§ **EXERCISE AIM**: Which lines in the records below contain the string "tree"? Find each one and copy it in full, treating uppercase and lowercase as different.

§ **WORKING DATA**:

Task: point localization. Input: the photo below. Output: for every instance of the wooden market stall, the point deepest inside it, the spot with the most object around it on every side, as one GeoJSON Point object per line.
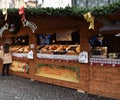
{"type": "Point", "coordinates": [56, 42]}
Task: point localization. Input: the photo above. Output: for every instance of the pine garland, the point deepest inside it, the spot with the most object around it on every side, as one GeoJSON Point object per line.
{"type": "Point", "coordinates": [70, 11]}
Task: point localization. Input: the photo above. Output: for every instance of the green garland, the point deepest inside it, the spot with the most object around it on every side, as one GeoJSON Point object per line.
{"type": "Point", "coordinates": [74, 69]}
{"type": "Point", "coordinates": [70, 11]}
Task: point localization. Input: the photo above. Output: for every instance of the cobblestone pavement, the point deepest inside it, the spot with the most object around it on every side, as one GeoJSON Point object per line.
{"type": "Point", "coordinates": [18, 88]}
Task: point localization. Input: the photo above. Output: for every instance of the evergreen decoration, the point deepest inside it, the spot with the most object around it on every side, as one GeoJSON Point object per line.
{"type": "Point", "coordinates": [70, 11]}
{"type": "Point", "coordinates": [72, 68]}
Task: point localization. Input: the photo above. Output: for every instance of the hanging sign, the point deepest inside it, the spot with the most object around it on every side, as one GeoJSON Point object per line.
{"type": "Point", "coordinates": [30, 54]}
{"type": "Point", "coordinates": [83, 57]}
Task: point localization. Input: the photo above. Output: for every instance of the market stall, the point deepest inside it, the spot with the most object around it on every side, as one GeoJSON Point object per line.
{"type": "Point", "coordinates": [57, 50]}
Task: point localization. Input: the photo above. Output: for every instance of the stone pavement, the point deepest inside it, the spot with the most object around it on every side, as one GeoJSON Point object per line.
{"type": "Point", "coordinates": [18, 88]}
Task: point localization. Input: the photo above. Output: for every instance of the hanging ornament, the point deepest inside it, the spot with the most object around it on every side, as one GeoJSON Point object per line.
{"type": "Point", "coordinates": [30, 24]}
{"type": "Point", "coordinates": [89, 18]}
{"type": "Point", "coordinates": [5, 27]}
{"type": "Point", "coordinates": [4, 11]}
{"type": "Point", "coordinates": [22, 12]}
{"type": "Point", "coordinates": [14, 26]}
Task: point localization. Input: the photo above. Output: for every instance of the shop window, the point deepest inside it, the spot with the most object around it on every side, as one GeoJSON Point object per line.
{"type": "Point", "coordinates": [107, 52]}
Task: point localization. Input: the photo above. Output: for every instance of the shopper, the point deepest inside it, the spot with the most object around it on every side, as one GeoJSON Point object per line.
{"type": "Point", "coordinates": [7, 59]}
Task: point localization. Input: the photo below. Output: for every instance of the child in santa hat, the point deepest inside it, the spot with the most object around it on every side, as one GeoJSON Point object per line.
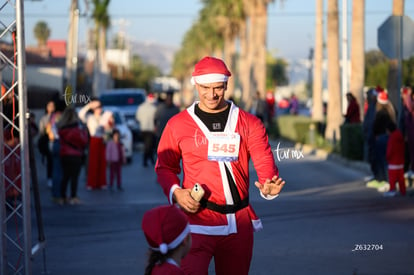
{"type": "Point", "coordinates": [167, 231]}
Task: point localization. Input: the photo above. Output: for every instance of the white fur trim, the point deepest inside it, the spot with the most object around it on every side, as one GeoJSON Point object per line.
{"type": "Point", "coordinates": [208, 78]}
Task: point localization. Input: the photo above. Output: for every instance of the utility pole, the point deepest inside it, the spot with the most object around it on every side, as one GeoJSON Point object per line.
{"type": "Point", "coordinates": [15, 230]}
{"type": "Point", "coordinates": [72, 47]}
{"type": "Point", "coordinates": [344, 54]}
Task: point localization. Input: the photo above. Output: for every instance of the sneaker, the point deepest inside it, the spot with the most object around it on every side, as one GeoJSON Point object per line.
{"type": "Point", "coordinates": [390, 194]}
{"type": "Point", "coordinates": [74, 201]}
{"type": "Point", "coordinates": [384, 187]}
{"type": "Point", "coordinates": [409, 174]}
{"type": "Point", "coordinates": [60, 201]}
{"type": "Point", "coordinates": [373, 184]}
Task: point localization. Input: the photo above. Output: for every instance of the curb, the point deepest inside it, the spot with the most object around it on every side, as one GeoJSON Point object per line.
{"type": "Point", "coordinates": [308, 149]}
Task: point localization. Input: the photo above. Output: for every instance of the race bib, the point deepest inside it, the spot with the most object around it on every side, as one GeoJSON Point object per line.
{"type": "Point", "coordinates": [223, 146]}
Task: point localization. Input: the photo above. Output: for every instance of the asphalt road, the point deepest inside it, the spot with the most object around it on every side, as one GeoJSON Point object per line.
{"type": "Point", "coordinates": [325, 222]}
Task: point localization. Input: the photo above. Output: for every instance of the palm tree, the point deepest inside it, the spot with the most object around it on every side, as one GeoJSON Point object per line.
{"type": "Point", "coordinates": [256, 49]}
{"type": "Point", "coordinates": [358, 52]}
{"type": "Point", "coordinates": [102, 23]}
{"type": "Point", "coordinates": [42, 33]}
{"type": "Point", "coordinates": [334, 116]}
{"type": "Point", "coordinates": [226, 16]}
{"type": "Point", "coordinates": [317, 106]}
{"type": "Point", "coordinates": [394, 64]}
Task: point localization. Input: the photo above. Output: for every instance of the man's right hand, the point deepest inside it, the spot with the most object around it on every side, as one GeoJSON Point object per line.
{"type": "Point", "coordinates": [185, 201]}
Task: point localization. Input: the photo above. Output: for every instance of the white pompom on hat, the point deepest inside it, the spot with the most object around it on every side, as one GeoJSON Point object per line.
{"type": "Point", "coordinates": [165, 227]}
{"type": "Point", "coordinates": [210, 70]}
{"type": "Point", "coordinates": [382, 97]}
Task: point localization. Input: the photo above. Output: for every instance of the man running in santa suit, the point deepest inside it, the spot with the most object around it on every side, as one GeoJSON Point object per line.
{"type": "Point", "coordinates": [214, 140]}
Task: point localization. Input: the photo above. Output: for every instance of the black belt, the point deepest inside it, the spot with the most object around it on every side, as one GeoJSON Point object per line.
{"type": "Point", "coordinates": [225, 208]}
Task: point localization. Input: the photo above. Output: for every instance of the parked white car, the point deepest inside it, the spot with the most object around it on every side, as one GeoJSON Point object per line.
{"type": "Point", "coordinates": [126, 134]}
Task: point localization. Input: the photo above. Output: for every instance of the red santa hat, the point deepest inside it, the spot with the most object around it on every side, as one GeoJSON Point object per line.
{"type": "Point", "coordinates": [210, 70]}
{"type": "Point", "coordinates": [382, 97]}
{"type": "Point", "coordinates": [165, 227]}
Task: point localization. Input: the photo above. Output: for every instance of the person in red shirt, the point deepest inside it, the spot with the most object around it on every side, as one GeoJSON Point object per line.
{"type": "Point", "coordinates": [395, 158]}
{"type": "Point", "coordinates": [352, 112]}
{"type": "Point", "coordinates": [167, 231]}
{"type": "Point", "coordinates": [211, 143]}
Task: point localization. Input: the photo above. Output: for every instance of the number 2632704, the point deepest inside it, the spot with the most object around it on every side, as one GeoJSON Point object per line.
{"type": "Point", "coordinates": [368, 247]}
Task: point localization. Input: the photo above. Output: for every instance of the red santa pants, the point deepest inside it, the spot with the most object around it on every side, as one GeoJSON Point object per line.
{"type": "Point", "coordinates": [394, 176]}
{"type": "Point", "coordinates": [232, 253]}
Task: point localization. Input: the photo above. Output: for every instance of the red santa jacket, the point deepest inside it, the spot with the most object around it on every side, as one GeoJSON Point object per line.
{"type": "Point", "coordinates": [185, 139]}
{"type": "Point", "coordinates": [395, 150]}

==

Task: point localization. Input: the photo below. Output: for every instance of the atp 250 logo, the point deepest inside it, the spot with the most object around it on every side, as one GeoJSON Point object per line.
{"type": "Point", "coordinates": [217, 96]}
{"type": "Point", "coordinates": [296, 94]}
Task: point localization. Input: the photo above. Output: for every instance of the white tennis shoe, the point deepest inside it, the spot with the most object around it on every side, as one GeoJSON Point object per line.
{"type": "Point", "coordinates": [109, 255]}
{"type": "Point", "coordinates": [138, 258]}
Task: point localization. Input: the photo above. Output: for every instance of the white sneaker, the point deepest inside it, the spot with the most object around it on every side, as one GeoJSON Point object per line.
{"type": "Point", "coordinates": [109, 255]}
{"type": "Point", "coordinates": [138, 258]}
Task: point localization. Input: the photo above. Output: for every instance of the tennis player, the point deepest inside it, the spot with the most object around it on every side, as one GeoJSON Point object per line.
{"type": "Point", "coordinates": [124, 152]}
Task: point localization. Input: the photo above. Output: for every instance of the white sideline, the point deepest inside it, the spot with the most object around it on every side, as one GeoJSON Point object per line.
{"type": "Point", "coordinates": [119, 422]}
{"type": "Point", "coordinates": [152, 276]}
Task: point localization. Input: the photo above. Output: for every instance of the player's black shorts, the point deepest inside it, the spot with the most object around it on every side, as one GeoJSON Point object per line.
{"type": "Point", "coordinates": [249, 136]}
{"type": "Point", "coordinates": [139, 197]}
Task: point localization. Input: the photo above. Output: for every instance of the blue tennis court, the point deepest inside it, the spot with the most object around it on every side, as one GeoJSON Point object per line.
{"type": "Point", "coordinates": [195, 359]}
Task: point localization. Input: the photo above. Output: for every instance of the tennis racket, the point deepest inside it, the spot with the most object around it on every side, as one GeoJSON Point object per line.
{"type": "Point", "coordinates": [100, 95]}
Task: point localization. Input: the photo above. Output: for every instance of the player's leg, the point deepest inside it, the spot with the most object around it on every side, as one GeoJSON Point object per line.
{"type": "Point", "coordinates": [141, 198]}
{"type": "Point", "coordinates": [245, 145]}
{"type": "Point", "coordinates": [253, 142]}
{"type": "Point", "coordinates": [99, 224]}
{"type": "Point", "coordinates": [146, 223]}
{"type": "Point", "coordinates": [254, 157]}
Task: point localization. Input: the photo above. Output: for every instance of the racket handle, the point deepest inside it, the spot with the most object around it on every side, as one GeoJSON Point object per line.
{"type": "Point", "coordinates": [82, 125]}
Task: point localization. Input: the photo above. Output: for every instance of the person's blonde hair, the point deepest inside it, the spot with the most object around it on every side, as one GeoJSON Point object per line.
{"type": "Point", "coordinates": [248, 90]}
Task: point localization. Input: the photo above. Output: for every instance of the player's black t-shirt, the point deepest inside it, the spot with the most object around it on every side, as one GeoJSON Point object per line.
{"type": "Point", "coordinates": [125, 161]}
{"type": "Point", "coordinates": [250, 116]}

§ **FINAL RESULT**:
Task: point localization. Input: the photo above. Output: for every instance of the palm tree, the point deepest inside it, the spot with the most object around it on every side, as one GeoJSON Point object per line.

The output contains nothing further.